** YOUR GOAL **
Rewrite the records below, replacing every "positive clicks" with "foreground clicks" and leaving everything else unchanged.

** RECORDS FOR PROCESSING **
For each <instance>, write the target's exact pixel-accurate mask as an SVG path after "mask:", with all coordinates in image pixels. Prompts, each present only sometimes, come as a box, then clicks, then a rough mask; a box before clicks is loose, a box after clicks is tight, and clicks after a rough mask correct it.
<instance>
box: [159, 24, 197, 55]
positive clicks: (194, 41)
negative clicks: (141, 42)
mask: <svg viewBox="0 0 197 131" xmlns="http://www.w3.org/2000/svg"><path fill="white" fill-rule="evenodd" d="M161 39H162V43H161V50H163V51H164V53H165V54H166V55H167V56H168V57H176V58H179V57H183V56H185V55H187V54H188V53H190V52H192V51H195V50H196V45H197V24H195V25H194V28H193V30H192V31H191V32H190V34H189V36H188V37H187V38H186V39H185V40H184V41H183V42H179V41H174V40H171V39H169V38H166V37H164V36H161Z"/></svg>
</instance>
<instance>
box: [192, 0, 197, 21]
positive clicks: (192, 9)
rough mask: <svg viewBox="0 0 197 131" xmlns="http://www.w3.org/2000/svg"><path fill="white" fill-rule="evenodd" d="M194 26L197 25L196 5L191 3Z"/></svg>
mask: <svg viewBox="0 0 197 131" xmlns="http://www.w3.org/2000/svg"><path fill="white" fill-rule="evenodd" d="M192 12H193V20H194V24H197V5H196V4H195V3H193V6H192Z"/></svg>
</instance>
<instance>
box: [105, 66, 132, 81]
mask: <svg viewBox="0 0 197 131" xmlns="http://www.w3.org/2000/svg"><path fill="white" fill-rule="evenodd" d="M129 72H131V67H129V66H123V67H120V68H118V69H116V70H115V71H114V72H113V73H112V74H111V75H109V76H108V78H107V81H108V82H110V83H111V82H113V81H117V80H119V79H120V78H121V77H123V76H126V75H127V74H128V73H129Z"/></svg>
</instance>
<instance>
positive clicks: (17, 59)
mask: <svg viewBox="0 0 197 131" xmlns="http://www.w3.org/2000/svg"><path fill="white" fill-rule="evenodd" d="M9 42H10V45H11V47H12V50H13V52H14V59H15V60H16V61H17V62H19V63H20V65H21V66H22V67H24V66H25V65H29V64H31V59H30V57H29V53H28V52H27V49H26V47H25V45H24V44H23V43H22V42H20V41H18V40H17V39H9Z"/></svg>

** RESPONSE AREA **
For each <instance>, write the target's exact pixel-accurate mask as an SVG path after "mask:", with all coordinates in image pixels. Prompts, each present only sometimes, come as a box, then clicks, then a rough mask; a box before clicks is loose, a box after clicks is tight, and clicks after a rough mask correct it.
<instance>
box: [159, 24, 197, 55]
foreground clicks: (194, 41)
negative clicks: (141, 42)
mask: <svg viewBox="0 0 197 131" xmlns="http://www.w3.org/2000/svg"><path fill="white" fill-rule="evenodd" d="M161 39H162V43H161V50H163V51H164V53H165V54H166V55H167V56H168V57H176V58H179V57H183V56H185V55H187V54H188V53H190V52H192V51H195V50H196V45H197V24H195V25H194V28H193V30H192V31H191V32H190V34H189V36H188V37H187V38H186V39H185V40H184V41H183V42H179V41H174V40H171V39H169V38H166V37H164V36H161Z"/></svg>
</instance>
<instance>
box: [192, 0, 197, 21]
foreground clicks: (192, 9)
rough mask: <svg viewBox="0 0 197 131" xmlns="http://www.w3.org/2000/svg"><path fill="white" fill-rule="evenodd" d="M194 26L197 25L196 5L191 3Z"/></svg>
mask: <svg viewBox="0 0 197 131" xmlns="http://www.w3.org/2000/svg"><path fill="white" fill-rule="evenodd" d="M192 12H193V20H194V24H197V5H196V4H195V3H193V6H192Z"/></svg>
</instance>
<instance>
box: [105, 66, 132, 81]
mask: <svg viewBox="0 0 197 131" xmlns="http://www.w3.org/2000/svg"><path fill="white" fill-rule="evenodd" d="M129 72H131V67H129V66H123V67H120V68H118V69H116V70H115V71H114V72H113V73H112V74H111V75H109V76H108V78H107V81H108V82H110V83H111V82H113V81H117V80H119V79H120V78H121V77H123V76H126V75H127V74H128V73H129Z"/></svg>
</instance>
<instance>
foreground clicks: (17, 59)
mask: <svg viewBox="0 0 197 131" xmlns="http://www.w3.org/2000/svg"><path fill="white" fill-rule="evenodd" d="M9 42H10V45H11V47H12V50H13V52H14V59H15V60H16V61H17V62H19V63H20V65H21V66H22V67H24V66H25V65H29V64H31V59H30V57H29V53H28V52H27V49H26V47H25V45H24V44H23V43H22V42H20V41H18V40H17V39H9Z"/></svg>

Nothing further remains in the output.